§ **Given problem A**
In the course outline on thermofluids and propulsion systems, who is named as the course coordinator?

§ **Source extract**
·····

Course Title: Thermofluids and Propulsion Systems

Part A: Course Overview

Course Title: Thermofluids and Propulsion Systems

Credit Points: 12.00


Course Code




Learning Mode

Teaching Period(s)


City Campus


115H Aerospace, Mechanical & Manufacturing Engineering


Sem 1 2016


City Campus


172H School of Engineering


Sem 1 2017,
Sem 1 2018

Course Coordinator: Hideaki Ogawa

Course Coordinator Phone: +61 3 9925 6042

Course Coordinator Email:

Course Coordinator Location: City Campus: Building 57, Level 3, Room 12c

Pre-requisite Courses and Assumed Knowledge and Capabilities

You are required to have successfully completed courses on thermodynamics and fluid mechanics (completion of propulsion and compressible aerodynamics is an advantage).

Course Description

This course aims to develop your skills in relation to aerospace propulsion systems with a particular emphasis on jet and rocket engines. You will be introduced to the principles of operation of different types of propulsion systems, covering turbojets, turbofans, ramjets, scramjets and rockets. Analytical methods will be derived to determine the main performance parameters for various propulsion systems. Fundamental relevant flow processes, in particular heat transfer and gas dynamics, are also included. You will also be introduced to future trends in aerospace propulsion (e.g., hybrid propulsion, ion/MPD thrusters). The second part of this course is dedicated to the application of green technologies to reduce aircraft emissions (including both greenhouse gas emissions as well as noise). The course further explores the technologies used to generate aviation biofuels and how the requirements for aviation biofuels differ from those of terrestrial power plants.          

Objectives/Learning Outcomes/Capability Development

This course contributes to the following program learning outcomes (PLOs):

1. Needs, Context and Systems
• Describe, investigate and analyse complex engineering systems and associated issues (using systems thinking and modelling techniques)
• Exposit legal, social, economic, ethical and environmental interests, values, requirements and expectations of key stakeholders
• Identify and assess risks (including OH&S) as well as the economic, social and environmental impacts of engineering activities

3. Analysis
• Comprehend and apply advanced theory-based understanding of engineering fundamentals and specialist bodies of knowledge in the selected discipline area to predict the effect of engineering activities
• Apply underpinning natural, physical and engineering sciences, mathematics, statistics, computer and information sciences

4. Professional Practice
• Understand the scope, principles, norms, accountabilities and bounds of contemporary engineering practice in the specific discipline
• Display a personal sense of responsibility for your work

5. Research
• Be aware of knowledge development and research directions within the engineering discipline

Course Learning Outcomes (CLOs):

On completion of this course you should be able to
1. Apply understanding of operating principles of complex propulsion systems to applications and technical challenges in jet engines and rockets
2. Implement advanced technical concepts to analyse and assess the performance and efficiency characteristics of jet engines
3. Determine the main parameters of high energy flows in rocket engines based on fundamental gas dynamics theories
4. Apply preliminary research methodologies to identify emerging and contemporary trends in aerospace propulsions systems
5. Relate applicable regulations, standards and practices in emission technologies and biofuels to professional practices internationally
6. Estimate the emissions reduction achieved by the introduction of low emissions technologies
7. Compare various fuels including biofuels and petroleum-based fuels from a performance and operational perspective

Overview of Learning Activities

1. Lectures and Class discussions
2. Group research assignment activities
3. Quizzes

Overview of Learning Resources

Resources used include: online learning system, recommended textbooks, free internet sources.

·····

§ **Recorded information**
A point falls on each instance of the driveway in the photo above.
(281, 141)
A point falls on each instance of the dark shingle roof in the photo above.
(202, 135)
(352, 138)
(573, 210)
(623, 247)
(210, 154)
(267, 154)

·····

§ **Given problem B**
Please arrange the lines of the entries above, all of them, as a numbered list, leaving out any blank lines.

§ **Complete output A**
Hideaki Ogawa

§ **Complete output B**
1. A point falls on each instance of the driveway in the photo above.
2. (281, 141)
3. A point falls on each instance of the dark shingle roof in the photo above.
4. (202, 135)
5. (352, 138)
6. (573, 210)
7. (623, 247)
8. (210, 154)
9. (267, 154)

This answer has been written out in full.